# Most effective way to stop a car on a slippery road

#### denian

i get this question from a physics book

the most effective way to stop a car on a slippery road is to press and release the brakes repeatedly. discuss whether this method will stop the car in a shorter distance as compared to when the brakes are applied :-
(a) very hard, so that the wheels stop rotating
(b) sufficiently, so that skidding does not occur.

i cant find the answer for this q. hopefully someone can help me out. tq.

Last edited by a moderator:
Related Other Physics Topics News on Phys.org

#### LURCH

Re: friction

Originally posted by denian
i get this question from a physics book

the most effective way to stop a car on a slippery road is to press and release the brakes repeatedly. discuss whether this method will stop the car in a shorter distance as compared to when the brakes are applied :-
(a) very hard, so that the wheels stop rotating
(b) sufficiently, so that skidding does not occur.

i cant find the answer for this q. hopefully someone can help me out. tq.
Obviously, (a) will cause the car to lose traction and slide for a greater distance.

(b) should stop the car in the shortest distance, since it allows for the maximum, or forced to be transferred between the tires in the pavement.

Pumping the brakes is a way to determine the model forced it can be applied before breaking the traction of the tires, but at the cost of releasing pressure and allowing the car to roll freely for short periods of time throughout the breaking process.

#### denian

tq lurch
hope for more respond.

#### arcnets

Re: friction

Originally posted by denian
(b) sufficiently, so that skidding does not occur.
denian -
in Germany, some cars have a computer-contolled device called ABS (Antiblockiersystem) which does exactly that. ABS are quite expensive, but worth the cost since they allow you to keep maximum control over your car.

------------------------------------------------------------

### GIVEN REQUEST
Name each distinct user who posts in the forum thread about stopping a car on a slippery road. None of the lines that come next are needed.

------------------------------------------------------------

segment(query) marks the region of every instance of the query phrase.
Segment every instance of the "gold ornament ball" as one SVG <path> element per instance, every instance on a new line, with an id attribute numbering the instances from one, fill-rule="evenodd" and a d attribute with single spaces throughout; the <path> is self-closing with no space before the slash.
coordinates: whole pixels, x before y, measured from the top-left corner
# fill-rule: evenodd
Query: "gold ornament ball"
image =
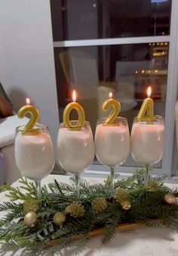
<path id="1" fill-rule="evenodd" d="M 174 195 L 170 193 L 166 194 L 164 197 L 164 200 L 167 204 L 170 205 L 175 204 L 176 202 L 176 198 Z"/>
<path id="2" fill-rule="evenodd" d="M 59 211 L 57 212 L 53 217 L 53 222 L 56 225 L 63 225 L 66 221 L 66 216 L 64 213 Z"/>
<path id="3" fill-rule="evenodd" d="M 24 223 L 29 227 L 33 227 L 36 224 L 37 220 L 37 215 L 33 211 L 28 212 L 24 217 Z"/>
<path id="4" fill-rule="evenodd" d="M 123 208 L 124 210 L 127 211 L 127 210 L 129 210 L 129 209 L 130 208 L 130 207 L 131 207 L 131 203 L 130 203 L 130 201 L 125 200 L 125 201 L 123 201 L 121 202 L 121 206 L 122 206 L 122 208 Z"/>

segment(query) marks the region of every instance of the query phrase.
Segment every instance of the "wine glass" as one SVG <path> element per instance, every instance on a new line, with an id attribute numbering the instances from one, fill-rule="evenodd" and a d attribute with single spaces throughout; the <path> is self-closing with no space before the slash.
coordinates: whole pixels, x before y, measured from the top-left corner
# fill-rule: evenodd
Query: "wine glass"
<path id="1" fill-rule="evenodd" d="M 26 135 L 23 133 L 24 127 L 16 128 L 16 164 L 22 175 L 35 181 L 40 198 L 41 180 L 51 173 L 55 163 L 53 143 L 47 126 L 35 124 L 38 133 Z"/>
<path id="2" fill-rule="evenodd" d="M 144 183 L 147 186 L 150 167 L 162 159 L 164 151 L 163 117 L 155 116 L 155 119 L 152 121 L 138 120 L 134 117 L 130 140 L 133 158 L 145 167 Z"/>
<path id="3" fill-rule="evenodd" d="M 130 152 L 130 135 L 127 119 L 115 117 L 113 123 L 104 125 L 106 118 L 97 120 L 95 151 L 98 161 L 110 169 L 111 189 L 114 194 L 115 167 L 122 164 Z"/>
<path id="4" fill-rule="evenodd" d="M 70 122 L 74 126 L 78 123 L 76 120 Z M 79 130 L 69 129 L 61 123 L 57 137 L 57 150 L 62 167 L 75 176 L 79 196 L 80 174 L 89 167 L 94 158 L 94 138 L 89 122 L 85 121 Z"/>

------------------------------------------------------------

### ANSWER IN FULL
denian, LURCH, arcnets